**Task description:**
The whole answer is the data below, retyped exactly.
━━━ Data shown
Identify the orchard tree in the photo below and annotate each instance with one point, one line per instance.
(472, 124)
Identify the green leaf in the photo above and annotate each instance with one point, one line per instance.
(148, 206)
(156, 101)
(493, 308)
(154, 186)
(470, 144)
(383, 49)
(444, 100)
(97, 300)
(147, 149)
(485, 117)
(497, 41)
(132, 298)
━━━━━━
**Answer:**
Identify the orchard tree in the photo below and annotate each instance with one point, one line per instance.
(472, 124)
Identify the green leaf in the photo above and annotate each instance with one point, one line per instance.
(148, 206)
(156, 101)
(493, 308)
(154, 186)
(470, 144)
(383, 49)
(444, 100)
(97, 300)
(147, 149)
(485, 117)
(497, 41)
(132, 298)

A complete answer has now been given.